> _Arahan Tugas_
Teruskan teks tentang kemerdekaan dan sikap independen mahasiswa di bawah ini, dimulai setelah kalimat terakhirnya.
======== Teks Bacaan
Menurut fitrah kejadiannya, manusia diciptakan bebas dan merdeka, karena kemerdekaan pribadi adalah hak yang utama. Tidak ada satu apa pun yang lebih berharga daripada kemerdekaan itu. Sifat dan suasana bebas seperti di atas adalah mutlak diperlukan terutama pada saat manusia berada dalam pembentukan dan pengembangan karakter jati diri. Masa pembentukan dan pengembangan bagi berproses pada masa remaja atau generasi muda.
Mahasiswa dan kualitas-kualitas yang dimilikinya menduduki elit dalam generasinya. Sifat kepoloporan, keberanian, dan kritis adalah ciri dari kelompok elit dalam generasi muda, yaitu mahasiswa itu sendiri. Sifat yang didasarkan pada objektivitas tersebut harus diperankan dengan baik oleh mahasiswa apabila mereka berada dalam suasana merdeka, demokratis, dan rasional. Mahasiswa sebagai kelompok elit dalam masyarakt pada hakikatnya memberi arti bahwa ia memikul tanggung jawab yang besar dalam melaksanakan fungsi generasinya sebagai kaum muda yang terdidik.
Mereka harus sadar akan kebaikan dan kebahagiaan masyarakat hari ini dan masa yang akan datang. Oleh karena itu, dengan sifat dan wataknya yang kritis, mahasiswa harus menjadi kelompok yang bebas dari kepentingan apa pun kecuali kepentingan kebenaran dan objektivitas demi kebaikan dan kebahagiaan masyarakat hari ini dan masa depan. Dalam dinamikanya, mahasiswa harus menjiwai dan dijiwai oleh sikap independen.
================
======== Materi Hasil Ekstraksi
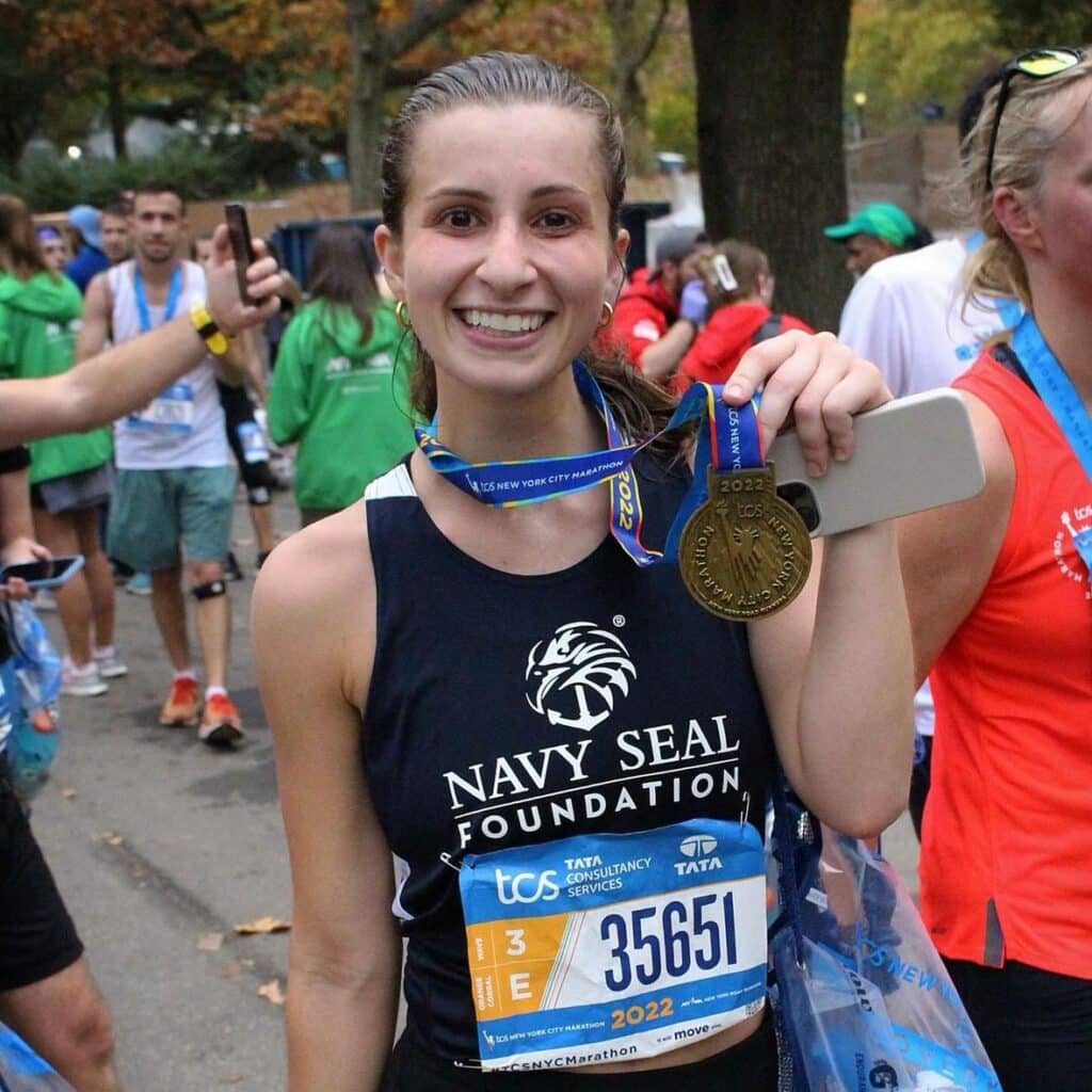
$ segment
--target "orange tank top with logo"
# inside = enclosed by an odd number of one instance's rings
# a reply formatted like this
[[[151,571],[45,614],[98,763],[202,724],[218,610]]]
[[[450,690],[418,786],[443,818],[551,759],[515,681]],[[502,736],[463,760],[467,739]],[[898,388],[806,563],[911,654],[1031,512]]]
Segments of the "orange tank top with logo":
================
> _Jawaban Latihan_
Tidak terbantahkan lagi, bahwa pemuda, khususnya mahasiswa sebagai salah satu ujung tombak pergerakan telah banyak menorehkan tinta emas dan sumbangsih yang besar terhadap terwujudnya Bangsa Indonesia yang berkarakter dan mempunyai identitas nasional yang tegas. Dalam rentetan peristiwa sejarah besar di negeri ini, mahasiswa turut (sebagai varian dari terminologi “pemuda”) menjadi aktor intelektual dan penentu perubahan yang terjadi di negeri ini sejak rezim Orde Lama, Orde Baru, Reformasi, dan mungkin pemerintahan yang akan datang. Terkait dengan itu, mahasiswa yang menyandang nama besar agent of change sangat beralasan jika George Mc Turnan Kahin memberi label mahasiswa sebagai “revolusi kaum pemuda”. Secara historis, perubahan di berbagai negeri di sepanjang abad 20 telah menjadikan kaum pemuda sebagai motor penggerak. Meski bukan satu-satunya kekuatan perubahan, tapi elit dari sebuah pergerakan mestilah kaum terpelajar (mahasiswa). Di Indonesia, fenomena lahirnya kaum terpelajar di berbagai perguruan tinggi telah mendorong lahirnya organ-organ pergerakan kemerdekaan abad 20. Tokoh-tokoh penting gerakan itu kemudian menjadi founding fathers Republik Indonesia. Seorang Indonesianis menyebut lahirnya kaum terpelajar dari perguruan tinggi itu sebagai elit modern.
Kepemimpinan tradisional yang semula hanya dipegang oleh kaum bangsawan dan kaum ulama bergeser ke model kepemimpinan baru yang berasal dari perguruan tinggi modern. Seiring dengan itu, wacana kenegaraan pun sering menjadi hal yang menarik untuk didiskusikan aktivis mahasiswa saat ini. Secara faktual, mahasiswalah yang menjadi ujung tombak sekaligus arus utama dari gerakan perubahan yang berlangsung di mana pun. Dengan nalar intelektualitas dan independensinya, mahasiswa mampu menemukan argumentasi rasional mengenai kondisi yang kurang baik dan tidak sesuai dengan semangat konstitusi dan nilai kemanuasiaan. Hanya mahasiswa yang mampu menjadi pemeran utama perubahan sekaligus menjadi kekuatan yang paling ditakuti oleh rezim penguasa yang korup di belahan dunia mana pun.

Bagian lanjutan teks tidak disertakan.